Begin
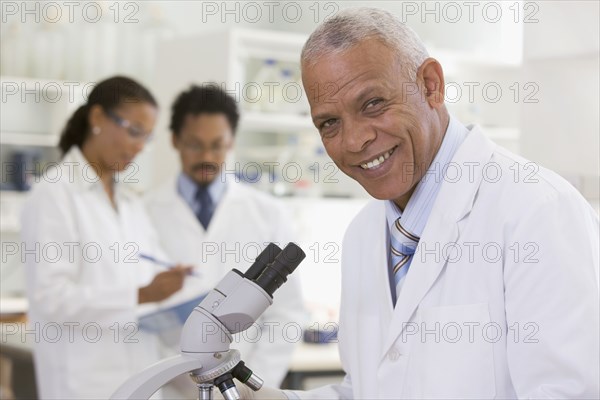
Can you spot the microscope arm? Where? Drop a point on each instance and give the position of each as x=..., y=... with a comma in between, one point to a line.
x=232, y=306
x=145, y=383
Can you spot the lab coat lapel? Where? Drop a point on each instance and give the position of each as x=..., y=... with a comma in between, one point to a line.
x=453, y=203
x=182, y=215
x=382, y=277
x=221, y=221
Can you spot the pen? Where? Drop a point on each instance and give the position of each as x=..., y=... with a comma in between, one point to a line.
x=164, y=264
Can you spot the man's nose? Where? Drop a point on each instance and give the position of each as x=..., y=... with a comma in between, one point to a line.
x=139, y=145
x=357, y=136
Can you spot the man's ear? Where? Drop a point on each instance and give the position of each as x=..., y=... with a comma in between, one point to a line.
x=432, y=76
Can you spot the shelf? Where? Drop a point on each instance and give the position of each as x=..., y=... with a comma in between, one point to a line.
x=28, y=139
x=12, y=202
x=275, y=122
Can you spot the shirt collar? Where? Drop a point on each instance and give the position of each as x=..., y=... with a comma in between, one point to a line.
x=416, y=213
x=187, y=188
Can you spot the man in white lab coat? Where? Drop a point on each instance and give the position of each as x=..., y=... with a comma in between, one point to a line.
x=473, y=274
x=216, y=224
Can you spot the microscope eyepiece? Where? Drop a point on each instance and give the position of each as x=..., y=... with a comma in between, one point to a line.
x=266, y=257
x=275, y=273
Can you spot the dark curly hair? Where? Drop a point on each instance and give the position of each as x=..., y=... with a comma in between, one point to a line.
x=209, y=99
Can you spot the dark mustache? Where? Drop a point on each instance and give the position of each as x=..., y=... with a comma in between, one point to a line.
x=211, y=167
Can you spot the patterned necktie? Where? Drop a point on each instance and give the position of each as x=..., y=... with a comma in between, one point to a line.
x=206, y=206
x=403, y=245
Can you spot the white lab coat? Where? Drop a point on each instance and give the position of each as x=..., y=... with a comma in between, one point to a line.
x=520, y=325
x=244, y=221
x=82, y=282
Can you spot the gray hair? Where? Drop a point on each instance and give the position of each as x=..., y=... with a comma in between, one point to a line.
x=352, y=26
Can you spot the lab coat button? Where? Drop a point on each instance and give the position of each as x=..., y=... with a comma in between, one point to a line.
x=393, y=355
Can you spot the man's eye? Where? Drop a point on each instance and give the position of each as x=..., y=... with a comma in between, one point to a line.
x=327, y=123
x=373, y=103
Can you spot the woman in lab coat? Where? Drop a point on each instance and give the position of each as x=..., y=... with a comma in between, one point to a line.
x=82, y=234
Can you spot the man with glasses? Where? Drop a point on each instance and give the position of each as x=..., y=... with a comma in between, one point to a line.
x=215, y=223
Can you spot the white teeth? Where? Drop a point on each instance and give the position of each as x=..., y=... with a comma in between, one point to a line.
x=378, y=161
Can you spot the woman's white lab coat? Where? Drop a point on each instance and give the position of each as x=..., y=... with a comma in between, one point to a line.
x=83, y=277
x=244, y=221
x=501, y=298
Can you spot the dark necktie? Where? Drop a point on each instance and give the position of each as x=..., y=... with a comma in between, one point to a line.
x=206, y=206
x=403, y=245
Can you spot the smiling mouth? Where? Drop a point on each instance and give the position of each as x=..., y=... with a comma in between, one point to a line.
x=377, y=161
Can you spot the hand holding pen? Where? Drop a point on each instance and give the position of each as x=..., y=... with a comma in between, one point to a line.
x=166, y=264
x=165, y=283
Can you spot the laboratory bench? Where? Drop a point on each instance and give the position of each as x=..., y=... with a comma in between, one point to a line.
x=312, y=364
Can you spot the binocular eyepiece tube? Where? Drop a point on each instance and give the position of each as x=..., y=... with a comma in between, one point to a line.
x=273, y=265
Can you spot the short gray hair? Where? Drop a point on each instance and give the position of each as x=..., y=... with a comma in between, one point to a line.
x=354, y=25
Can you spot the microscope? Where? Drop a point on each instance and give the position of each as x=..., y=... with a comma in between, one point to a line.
x=231, y=307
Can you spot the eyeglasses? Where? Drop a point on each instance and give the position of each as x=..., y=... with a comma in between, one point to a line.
x=133, y=131
x=197, y=148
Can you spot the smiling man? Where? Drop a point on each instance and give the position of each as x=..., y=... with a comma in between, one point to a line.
x=480, y=283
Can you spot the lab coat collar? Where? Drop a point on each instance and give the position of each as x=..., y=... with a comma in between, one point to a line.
x=168, y=197
x=76, y=169
x=454, y=202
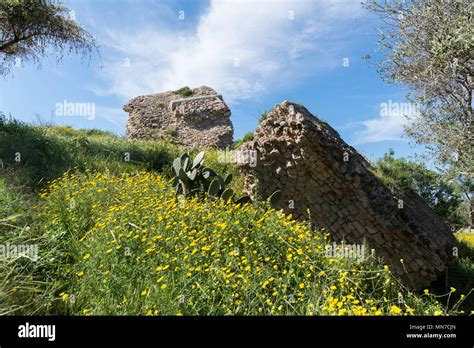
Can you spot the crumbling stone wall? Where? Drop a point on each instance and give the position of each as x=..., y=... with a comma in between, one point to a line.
x=306, y=158
x=199, y=120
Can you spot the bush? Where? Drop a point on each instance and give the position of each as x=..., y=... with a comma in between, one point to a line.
x=247, y=137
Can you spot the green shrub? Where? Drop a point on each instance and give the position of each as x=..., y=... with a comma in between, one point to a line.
x=184, y=91
x=142, y=251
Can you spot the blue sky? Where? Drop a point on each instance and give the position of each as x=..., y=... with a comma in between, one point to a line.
x=256, y=53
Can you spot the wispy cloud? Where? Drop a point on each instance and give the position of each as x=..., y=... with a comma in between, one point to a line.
x=389, y=126
x=240, y=48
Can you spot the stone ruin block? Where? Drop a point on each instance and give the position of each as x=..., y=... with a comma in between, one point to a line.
x=199, y=120
x=307, y=159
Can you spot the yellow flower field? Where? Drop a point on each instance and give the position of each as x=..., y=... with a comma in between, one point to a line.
x=139, y=250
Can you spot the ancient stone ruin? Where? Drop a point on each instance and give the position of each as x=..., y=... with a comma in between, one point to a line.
x=306, y=158
x=193, y=118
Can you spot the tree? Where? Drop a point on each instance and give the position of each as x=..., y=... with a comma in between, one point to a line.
x=29, y=27
x=443, y=196
x=428, y=45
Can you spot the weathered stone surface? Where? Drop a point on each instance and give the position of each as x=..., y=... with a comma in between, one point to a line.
x=200, y=120
x=335, y=182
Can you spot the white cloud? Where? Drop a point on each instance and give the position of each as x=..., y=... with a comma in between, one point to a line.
x=271, y=50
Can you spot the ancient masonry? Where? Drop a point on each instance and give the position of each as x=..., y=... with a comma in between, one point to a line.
x=316, y=169
x=200, y=119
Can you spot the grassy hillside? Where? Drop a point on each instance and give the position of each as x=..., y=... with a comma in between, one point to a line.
x=113, y=239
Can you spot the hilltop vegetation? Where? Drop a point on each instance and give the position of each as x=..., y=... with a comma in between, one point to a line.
x=114, y=239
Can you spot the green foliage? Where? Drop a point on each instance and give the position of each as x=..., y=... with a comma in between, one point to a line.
x=29, y=27
x=208, y=258
x=184, y=91
x=428, y=45
x=441, y=195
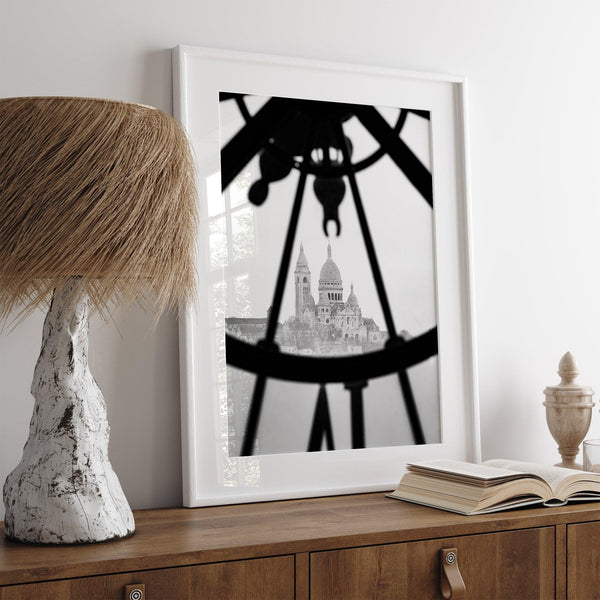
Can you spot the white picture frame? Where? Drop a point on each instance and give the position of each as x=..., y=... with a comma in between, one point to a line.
x=199, y=74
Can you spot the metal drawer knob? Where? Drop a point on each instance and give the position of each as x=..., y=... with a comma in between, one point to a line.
x=136, y=591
End
§ **WRITTEN TASK**
Shift the coordinates in this part of the listing by adding 23 to every x and y value, and write the lines out again with the requests left unchanged. Begin at the line that has "Can you spot the woman in" and stop after the line that has "x=354, y=25".

§ **RESPONSE FOR THIS EXERCISE**
Can you spot the woman in lab coat? Where? Drop a point on each instance and give the position of each as x=..., y=... with a comma in between, one point to a line.
x=105, y=257
Can you spot the man with glasses? Where? Drop a point on each instance and give the position of each as x=..., y=... with a comma in between, one point to a line.
x=238, y=246
Can you spot the white teeth? Where? Drop a point on each instance and give the position of each as x=..., y=... with a comma in between, one point to a line.
x=401, y=184
Can you spot the woman's white lab coat? Where? Drop a point on each instance and give the position of each as x=..., y=... with a comma in between, one point to a line.
x=106, y=300
x=267, y=244
x=524, y=321
Can you spot the dark necktie? Where? Drop a point on each instance and give the position of each as x=..., y=... with a comma in between, one point to a line.
x=229, y=229
x=426, y=268
Can you spot the smiling mouth? Where? Drop a point on each instance and give the position of each as x=..., y=... with a comma in between, one point to a line.
x=400, y=184
Can you spot the hand holding pen? Where? Drop a point on each instance and give the position of each as x=..., y=... with a comma in between, one point to a line.
x=189, y=287
x=188, y=306
Can you spot the laboratory bench? Where? Drop a point on each instance and give the position of each as x=..., y=... with a comma in between, one point to a line.
x=335, y=387
Can you spot the binocular eyepiece tube? Where? Drop a point on each instance and give the position of each as x=..., y=... with a comma in between, one point to a line.
x=296, y=288
Can you spot the short gray hair? Where? Drop a point on each instance and give the position of each as x=..., y=... with a comma in between, one point to a line.
x=377, y=48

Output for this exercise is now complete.